Work to complete -
Set out the lines of the material, from its first line through the line containing "74 338 L 63", as a numbered list. Leave out any blank lines.

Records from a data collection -
::::::
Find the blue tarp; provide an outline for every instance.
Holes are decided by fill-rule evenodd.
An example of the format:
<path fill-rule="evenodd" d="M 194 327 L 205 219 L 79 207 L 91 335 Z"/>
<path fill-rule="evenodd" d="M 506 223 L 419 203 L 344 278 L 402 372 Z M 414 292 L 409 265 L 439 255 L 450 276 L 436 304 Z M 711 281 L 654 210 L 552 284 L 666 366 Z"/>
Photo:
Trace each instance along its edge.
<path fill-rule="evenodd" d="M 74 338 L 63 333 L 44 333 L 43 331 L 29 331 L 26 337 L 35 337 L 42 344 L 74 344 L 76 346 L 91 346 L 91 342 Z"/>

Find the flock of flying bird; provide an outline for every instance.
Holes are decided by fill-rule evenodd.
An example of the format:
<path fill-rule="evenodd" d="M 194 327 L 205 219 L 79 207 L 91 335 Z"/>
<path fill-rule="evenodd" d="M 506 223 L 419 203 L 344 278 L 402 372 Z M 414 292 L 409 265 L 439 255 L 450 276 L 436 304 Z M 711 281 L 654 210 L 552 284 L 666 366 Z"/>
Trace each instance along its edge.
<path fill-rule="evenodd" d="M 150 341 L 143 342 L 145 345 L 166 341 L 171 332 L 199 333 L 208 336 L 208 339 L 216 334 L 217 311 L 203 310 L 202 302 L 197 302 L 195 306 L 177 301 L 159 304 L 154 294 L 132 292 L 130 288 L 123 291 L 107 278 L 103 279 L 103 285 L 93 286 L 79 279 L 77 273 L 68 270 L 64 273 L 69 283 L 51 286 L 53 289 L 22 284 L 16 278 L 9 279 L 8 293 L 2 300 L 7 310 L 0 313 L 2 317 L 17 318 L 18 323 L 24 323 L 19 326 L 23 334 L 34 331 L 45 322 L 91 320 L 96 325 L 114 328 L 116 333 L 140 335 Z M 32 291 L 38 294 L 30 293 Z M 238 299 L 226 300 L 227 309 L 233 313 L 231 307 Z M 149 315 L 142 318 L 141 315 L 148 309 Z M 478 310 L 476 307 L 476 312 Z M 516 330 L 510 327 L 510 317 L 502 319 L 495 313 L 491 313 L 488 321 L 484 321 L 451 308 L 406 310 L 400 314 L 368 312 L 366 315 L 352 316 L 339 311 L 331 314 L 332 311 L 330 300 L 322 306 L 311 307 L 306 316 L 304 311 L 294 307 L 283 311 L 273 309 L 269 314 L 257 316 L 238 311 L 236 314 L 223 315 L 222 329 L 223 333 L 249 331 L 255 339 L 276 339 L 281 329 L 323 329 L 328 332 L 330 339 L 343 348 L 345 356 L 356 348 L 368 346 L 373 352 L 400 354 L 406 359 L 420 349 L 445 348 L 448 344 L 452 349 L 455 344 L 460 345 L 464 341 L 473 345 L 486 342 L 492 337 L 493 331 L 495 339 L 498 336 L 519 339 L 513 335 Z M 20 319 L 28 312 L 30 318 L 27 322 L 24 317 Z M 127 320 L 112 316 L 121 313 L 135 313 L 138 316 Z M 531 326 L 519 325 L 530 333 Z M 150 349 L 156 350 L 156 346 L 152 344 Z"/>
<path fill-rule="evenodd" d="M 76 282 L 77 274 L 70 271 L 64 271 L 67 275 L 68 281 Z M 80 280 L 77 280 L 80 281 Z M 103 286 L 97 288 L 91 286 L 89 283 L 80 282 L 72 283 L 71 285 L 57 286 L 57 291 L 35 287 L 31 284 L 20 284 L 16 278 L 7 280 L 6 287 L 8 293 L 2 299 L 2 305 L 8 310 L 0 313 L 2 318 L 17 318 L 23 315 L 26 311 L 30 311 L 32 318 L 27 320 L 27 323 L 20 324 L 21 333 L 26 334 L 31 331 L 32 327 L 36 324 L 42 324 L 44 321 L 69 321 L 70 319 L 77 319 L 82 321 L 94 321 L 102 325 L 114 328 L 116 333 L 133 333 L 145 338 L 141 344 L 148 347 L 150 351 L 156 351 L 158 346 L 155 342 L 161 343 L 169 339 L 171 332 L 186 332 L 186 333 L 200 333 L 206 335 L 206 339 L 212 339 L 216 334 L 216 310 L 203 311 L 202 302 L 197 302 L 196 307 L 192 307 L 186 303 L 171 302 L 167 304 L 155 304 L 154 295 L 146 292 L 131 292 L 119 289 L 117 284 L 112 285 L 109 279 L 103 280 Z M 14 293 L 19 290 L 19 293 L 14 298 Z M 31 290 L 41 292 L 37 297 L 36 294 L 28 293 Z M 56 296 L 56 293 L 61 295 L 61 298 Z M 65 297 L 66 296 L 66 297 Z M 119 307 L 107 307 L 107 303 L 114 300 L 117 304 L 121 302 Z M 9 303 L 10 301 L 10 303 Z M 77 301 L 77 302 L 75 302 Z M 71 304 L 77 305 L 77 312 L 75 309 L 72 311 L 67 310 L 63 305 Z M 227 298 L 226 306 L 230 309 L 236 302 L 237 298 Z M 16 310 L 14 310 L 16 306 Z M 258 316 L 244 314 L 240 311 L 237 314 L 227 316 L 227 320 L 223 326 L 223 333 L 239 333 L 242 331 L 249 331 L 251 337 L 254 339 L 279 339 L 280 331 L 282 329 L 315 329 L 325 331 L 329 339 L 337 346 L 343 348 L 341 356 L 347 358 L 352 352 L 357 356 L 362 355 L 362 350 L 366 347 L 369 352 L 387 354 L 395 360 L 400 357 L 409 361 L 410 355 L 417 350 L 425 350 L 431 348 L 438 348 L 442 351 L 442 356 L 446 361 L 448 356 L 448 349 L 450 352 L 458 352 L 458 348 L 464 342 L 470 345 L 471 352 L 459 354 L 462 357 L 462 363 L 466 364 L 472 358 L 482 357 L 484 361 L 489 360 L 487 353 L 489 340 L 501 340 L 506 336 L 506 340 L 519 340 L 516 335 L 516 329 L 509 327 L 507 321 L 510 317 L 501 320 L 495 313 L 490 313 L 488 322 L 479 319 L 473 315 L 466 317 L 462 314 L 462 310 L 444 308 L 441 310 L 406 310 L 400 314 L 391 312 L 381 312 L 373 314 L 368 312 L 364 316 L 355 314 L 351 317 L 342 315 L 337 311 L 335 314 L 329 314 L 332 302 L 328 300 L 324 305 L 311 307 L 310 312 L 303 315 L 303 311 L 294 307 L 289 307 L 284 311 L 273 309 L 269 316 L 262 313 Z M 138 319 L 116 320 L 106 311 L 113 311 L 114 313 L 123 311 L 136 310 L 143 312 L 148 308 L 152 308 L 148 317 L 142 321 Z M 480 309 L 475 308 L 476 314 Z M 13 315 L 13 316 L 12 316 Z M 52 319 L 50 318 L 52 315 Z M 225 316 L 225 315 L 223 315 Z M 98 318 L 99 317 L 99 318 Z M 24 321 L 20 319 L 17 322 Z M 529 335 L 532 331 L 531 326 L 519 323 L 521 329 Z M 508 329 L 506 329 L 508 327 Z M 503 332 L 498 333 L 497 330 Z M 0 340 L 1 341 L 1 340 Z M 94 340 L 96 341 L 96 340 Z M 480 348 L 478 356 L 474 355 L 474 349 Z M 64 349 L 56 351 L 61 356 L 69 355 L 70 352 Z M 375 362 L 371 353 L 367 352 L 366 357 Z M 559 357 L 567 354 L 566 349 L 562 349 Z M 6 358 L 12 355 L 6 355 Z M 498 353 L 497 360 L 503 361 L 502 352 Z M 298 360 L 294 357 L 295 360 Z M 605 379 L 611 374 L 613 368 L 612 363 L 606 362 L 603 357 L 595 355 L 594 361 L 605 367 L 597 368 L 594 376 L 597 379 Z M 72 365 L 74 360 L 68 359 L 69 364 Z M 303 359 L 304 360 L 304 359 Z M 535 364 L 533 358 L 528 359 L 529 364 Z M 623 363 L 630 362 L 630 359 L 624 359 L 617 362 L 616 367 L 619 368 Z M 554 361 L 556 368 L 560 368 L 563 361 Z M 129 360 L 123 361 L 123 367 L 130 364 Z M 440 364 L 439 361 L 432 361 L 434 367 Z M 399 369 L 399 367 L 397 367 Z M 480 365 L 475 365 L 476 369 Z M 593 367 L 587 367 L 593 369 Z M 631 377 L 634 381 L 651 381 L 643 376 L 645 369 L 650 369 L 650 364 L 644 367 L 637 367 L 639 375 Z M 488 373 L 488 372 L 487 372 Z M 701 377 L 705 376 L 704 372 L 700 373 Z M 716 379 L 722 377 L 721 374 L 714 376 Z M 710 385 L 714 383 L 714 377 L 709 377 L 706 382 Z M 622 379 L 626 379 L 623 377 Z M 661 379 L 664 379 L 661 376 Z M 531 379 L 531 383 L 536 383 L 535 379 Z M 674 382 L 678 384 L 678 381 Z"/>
::::::
Output of the task -
1. Find the blue tarp; provide an outline for every instance.
2. Holes are decided by fill-rule evenodd.
3. An example of the format:
4. <path fill-rule="evenodd" d="M 194 327 L 205 219 L 79 207 L 91 335 Z"/>
5. <path fill-rule="evenodd" d="M 506 223 L 419 203 L 344 278 L 402 372 Z M 414 292 L 409 265 L 439 255 L 450 276 L 436 304 Z M 711 281 L 654 210 L 552 284 L 666 366 Z"/>
6. Photo:
7. Trace each instance along its edge.
8. <path fill-rule="evenodd" d="M 74 338 L 63 333 L 44 333 L 43 331 L 29 331 L 26 337 L 35 337 L 42 344 L 74 344 L 76 346 L 91 346 L 91 342 Z"/>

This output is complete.